> [What to do]: Reproduce every record below, character by character.

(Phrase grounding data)
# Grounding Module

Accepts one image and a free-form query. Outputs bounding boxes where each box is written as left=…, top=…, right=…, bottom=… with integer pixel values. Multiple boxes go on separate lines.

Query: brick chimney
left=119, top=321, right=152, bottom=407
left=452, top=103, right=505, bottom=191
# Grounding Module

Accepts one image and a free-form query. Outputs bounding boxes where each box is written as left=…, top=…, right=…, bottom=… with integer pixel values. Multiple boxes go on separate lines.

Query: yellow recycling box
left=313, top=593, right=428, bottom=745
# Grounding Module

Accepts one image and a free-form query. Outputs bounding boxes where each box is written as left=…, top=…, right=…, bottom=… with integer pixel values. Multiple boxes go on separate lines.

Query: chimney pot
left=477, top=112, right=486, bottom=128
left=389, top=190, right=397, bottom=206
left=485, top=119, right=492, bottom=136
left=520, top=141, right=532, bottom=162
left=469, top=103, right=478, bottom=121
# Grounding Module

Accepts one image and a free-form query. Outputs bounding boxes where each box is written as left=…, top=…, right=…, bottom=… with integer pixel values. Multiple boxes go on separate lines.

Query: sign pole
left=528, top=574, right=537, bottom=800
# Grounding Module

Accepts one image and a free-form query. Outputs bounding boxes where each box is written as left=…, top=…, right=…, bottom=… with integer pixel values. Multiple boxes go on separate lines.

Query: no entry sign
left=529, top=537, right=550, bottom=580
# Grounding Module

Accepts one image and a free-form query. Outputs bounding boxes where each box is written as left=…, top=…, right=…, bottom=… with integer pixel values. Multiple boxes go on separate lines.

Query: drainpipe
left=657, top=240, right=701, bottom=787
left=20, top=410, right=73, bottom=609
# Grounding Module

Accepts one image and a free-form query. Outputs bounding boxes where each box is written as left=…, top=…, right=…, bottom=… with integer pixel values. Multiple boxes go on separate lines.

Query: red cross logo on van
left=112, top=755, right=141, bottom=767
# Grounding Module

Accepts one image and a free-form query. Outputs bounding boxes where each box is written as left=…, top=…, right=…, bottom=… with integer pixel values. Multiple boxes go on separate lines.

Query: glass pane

> [Exercise response]:
# Grounding Module

Accepts one image and a free-form query. Outputs bounding boxes where each box is written as left=…, top=…, right=…, bottom=… with integer pixel values. Multiple boxes go on separate lines.

Query: brick chimney
left=119, top=321, right=152, bottom=407
left=452, top=103, right=505, bottom=191
# Grounding Module

Accepts one image and a free-form query. Outputs bounding boxes where each box is written as left=…, top=…, right=…, bottom=… with integer pixel values. Multiple boxes go on separate lines.

Query: yellow recycling box
left=313, top=593, right=428, bottom=745
# Grounding Module

Accepts one image and a free-form query. Outputs bounding boxes where each box is written as left=…, top=…, right=…, bottom=… with integer pixel values. Multiple boxes go on separate lines.

Query: chimney pot
left=477, top=112, right=486, bottom=128
left=389, top=190, right=397, bottom=206
left=485, top=119, right=492, bottom=136
left=520, top=141, right=532, bottom=162
left=469, top=103, right=478, bottom=121
# Grounding Module

Accepts one image and a free-form query. Outputs bounding boxes where each box is written as left=…, top=…, right=…, bottom=… with integer pixel values. Multiple boxes go on separate lines.

Query: sign pole
left=528, top=574, right=537, bottom=800
# Grounding Module

Accepts one image and a free-form query. Outputs bounding boxes where each box is written as left=…, top=…, right=…, bottom=… with integer pixel values. Multiple boxes go on separate lines.

Query: no entry sign
left=529, top=537, right=550, bottom=580
# Grounding Module

Accepts one image and a free-form query. Outputs bounding boxes where each box is written as left=…, top=…, right=…, bottom=… with integer pixel values. Multiple boxes go on separate lines.

Query: drainpipe
left=657, top=240, right=701, bottom=787
left=20, top=410, right=73, bottom=609
# Grounding Module

Accepts one image and a free-form query. Outputs bounding boxes where each box is written as left=…, top=…, right=…, bottom=… with integer pixel values. Multiple boxes go on separate lines.

Query: red cross logo on van
left=112, top=755, right=141, bottom=767
# Grounding Module

Accepts one image and a free-form query. Outputs bounding boxes where each box is written as left=…, top=…, right=…, bottom=… with integer pixel values. Multiple boxes go on separate lines.

Query: glass pane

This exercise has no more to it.